Requirement
Output the material beneath exactly, leaving nothing out.

Start of Material for this exercise

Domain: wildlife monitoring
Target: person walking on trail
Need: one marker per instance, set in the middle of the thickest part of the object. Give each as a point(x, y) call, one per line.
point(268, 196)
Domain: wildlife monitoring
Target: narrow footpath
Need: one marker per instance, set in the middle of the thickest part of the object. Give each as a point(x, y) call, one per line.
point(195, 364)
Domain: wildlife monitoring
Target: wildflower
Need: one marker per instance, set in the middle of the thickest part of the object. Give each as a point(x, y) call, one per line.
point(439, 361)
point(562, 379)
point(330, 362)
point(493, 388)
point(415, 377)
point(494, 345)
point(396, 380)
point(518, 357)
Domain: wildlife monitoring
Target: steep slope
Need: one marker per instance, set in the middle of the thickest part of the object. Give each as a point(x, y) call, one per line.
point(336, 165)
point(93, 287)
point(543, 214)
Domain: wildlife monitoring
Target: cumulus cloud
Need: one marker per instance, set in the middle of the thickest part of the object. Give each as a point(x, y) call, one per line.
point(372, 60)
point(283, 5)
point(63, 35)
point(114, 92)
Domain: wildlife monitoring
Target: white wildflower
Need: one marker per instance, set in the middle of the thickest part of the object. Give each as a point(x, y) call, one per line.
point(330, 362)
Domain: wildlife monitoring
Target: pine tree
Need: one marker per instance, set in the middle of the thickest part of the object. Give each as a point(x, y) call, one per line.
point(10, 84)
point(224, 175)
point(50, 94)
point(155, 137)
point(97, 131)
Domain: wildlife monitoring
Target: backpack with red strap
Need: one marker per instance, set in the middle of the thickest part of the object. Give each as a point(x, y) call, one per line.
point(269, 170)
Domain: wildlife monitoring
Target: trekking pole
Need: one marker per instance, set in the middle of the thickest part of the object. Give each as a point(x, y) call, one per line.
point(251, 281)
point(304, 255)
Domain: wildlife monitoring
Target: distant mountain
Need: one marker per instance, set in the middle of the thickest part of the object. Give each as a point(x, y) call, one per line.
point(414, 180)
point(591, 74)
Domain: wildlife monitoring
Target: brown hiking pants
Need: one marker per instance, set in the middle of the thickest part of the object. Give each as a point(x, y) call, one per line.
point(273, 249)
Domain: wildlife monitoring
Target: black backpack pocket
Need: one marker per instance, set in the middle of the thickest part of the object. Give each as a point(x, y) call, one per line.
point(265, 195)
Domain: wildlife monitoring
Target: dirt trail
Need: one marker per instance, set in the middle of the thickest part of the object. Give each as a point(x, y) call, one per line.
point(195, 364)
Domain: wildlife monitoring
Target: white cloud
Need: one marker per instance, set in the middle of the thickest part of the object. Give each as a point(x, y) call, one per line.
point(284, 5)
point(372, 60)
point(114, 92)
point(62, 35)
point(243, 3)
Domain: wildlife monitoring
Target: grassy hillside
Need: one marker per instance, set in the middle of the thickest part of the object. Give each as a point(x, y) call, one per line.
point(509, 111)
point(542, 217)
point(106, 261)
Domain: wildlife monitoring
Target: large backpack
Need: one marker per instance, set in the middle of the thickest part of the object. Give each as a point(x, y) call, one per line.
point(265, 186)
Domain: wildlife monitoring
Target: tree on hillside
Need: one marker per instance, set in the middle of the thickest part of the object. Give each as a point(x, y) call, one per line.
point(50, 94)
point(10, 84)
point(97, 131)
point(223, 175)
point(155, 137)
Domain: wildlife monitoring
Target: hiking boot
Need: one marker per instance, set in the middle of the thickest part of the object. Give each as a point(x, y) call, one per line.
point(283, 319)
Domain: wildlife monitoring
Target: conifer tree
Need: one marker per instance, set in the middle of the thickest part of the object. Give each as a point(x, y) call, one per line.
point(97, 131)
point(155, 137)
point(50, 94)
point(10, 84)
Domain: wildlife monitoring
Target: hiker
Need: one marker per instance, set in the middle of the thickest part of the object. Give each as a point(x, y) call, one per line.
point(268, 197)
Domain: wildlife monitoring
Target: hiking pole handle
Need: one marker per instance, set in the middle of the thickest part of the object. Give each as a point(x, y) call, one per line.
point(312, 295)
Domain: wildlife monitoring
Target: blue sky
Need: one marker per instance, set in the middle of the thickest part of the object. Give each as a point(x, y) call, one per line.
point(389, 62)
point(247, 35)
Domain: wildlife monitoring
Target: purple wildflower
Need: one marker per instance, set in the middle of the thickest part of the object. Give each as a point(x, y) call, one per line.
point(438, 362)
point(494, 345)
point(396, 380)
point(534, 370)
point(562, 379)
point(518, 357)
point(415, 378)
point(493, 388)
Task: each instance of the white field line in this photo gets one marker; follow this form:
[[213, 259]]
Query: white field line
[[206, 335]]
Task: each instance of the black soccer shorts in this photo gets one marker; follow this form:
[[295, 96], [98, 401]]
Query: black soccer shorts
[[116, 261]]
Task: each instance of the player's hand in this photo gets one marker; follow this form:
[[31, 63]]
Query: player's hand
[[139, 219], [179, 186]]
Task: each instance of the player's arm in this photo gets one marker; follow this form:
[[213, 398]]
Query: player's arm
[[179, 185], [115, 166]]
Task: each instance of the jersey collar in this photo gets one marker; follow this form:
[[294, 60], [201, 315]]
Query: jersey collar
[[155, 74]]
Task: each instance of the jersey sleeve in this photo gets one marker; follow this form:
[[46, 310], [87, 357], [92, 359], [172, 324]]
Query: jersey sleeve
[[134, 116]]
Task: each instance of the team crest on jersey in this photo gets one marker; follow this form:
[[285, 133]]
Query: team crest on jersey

End of Material for this exercise

Full answer
Domain: wildlife monitoring
Target: person walking on trail
Need: one marker per instance, set in the middle of the thickest part of the object. Give each as a point(x, y) call, one per line.
point(268, 196)
Domain: wildlife monitoring
Target: narrow footpath
Need: one marker per instance, set in the middle of the thickest part of the object. Give each as a point(x, y) call, one per line.
point(195, 364)
Domain: wildlife monitoring
Target: wildflower
Need: one marker per instance, set in the middle of the thickest part of the object. Give each as a point(x, y) call, one per line.
point(439, 361)
point(562, 379)
point(330, 362)
point(493, 388)
point(415, 377)
point(494, 345)
point(396, 380)
point(518, 357)
Domain: wildlife monitoring
Target: steep slope
Need: one marker per instance, set in the middle of the thickest part of the object. Give each as a point(x, y) call, one per line.
point(336, 165)
point(93, 287)
point(543, 214)
Domain: wildlife monitoring
Target: cumulus cloud
Need: one marker per instance, set in the middle of the thickest part of the object. Give each as a point(x, y) call, one per line.
point(372, 60)
point(283, 5)
point(63, 35)
point(114, 92)
Domain: wildlife monitoring
Target: white wildflower
Need: one marker per instance, set in the middle of the thickest part of the object. Give each as a point(x, y) call, one per line.
point(330, 362)
Domain: wildlife monitoring
Target: pine tree
Need: one marker per instance, set in the middle of the thickest part of the object. Give each as a point(x, y) call, one per line.
point(10, 84)
point(224, 175)
point(50, 94)
point(155, 137)
point(97, 131)
Domain: wildlife monitoring
Target: backpack with red strap
Need: one marker per instance, set in the middle of the thickest part of the object. Give each as a point(x, y) call, one per line.
point(269, 170)
Domain: wildlife monitoring
Target: trekking pole
Need: one marker per instance, set in the middle of the thickest part of the object. Give each as a point(x, y) call, one per line.
point(251, 281)
point(304, 255)
Domain: wildlife monitoring
Target: distant mountain
Need: one marker per instance, set in the middle of the thickest part of the object. Give each as a point(x, y) call, one per line.
point(414, 180)
point(591, 74)
Domain: wildlife monitoring
Target: brown hiking pants
Need: one marker per instance, set in the middle of the thickest part of the object. Give each as a point(x, y) call, one per line.
point(273, 249)
Domain: wildlife monitoring
Target: black backpack pocket
Need: one marker per instance, set in the middle of the thickest part of the object. Give each as a point(x, y) call, one per line.
point(265, 195)
Domain: wildlife monitoring
Target: dirt trail
Need: one marker per instance, set in the middle of the thickest part of the object. Give each as a point(x, y) call, one per line.
point(195, 364)
Domain: wildlife monitoring
Target: white cloud
Need: one marker per instance, set in the middle of the thickest part of the object. Give each as a point(x, y) call, one per line.
point(284, 5)
point(372, 60)
point(114, 92)
point(62, 35)
point(243, 3)
Domain: wildlife monitoring
Target: grassy hillside
Need: one marker per instance, set in the middle of the thickest part of the object. Give each as a point(x, y) call, one per line.
point(509, 111)
point(542, 217)
point(106, 261)
Domain: wildlife monitoring
Target: large backpack
Need: one marker per instance, set in the middle of the thickest part of the object. Give each as a point(x, y) call, one per line.
point(265, 186)
Domain: wildlife monitoring
Target: tree on hillside
Need: one marker per instance, set in the middle of the thickest part of the object. Give each as a point(x, y) call, one per line.
point(50, 94)
point(10, 84)
point(97, 131)
point(223, 175)
point(155, 137)
Domain: wildlife monitoring
Target: hiking boot
Need: one marker per instance, set in the middle of the thickest part of the object. Give each as a point(x, y) call, one per line.
point(283, 319)
Domain: wildlife monitoring
Target: conifer tree
Need: one marker per instance, set in the middle of the thickest part of the object. Give each as a point(x, y) call, one per line.
point(97, 131)
point(155, 137)
point(50, 94)
point(10, 84)
Domain: wildlife monitoring
Target: hiker
Need: one marker per instance, set in the middle of the thickest part of the object. Give each as a point(x, y) call, one per line.
point(268, 197)
Domain: wildlife monitoring
Target: hiking pole handle
Need: one marker per instance, set in the middle of the thickest part of the object. Give each as a point(x, y) call, one per line.
point(312, 295)
Domain: wildlife monitoring
Target: blue sky
Need: one marker per instance, set in the middle of the thickest part of the object. Give each as a point(x, y) call, one per line.
point(389, 62)
point(247, 35)
Domain: wildlife monitoring
Target: purple wildflower
Need: one marker per instance, set in the middle of the thickest part of the object. Give each as a point(x, y) call, one per line.
point(438, 362)
point(494, 345)
point(396, 380)
point(534, 370)
point(562, 379)
point(518, 357)
point(415, 378)
point(493, 388)
Task: each instance of the white field line in this photo gets one marker; follow this form:
[[213, 259]]
Query: white field line
[[206, 335]]
Task: each instance of the black soccer shorts in this photo gets one marker; follow this form:
[[295, 96], [98, 401]]
Query: black soccer shorts
[[116, 261]]
Task: each instance of the player's hand in this photo gets one marker; follow this form:
[[31, 63]]
Query: player's hand
[[139, 219], [179, 186]]
Task: each instance of the player's arm in this photo gets one marker; follow this form:
[[213, 398]]
Query: player's arm
[[179, 185], [115, 166]]
Task: each instance of the jersey collar in this photo gets one marker; follow this form:
[[294, 60], [201, 315]]
Query: jersey collar
[[155, 74]]
Task: each instance of the jersey sleeve in this photo gets one marker; follow this form:
[[46, 310], [87, 357], [92, 359], [172, 324]]
Query: jersey sleeve
[[134, 116]]
Task: each instance of the team crest on jersey in this photo gets one marker; follow this form:
[[285, 133]]
Query: team crest on jersey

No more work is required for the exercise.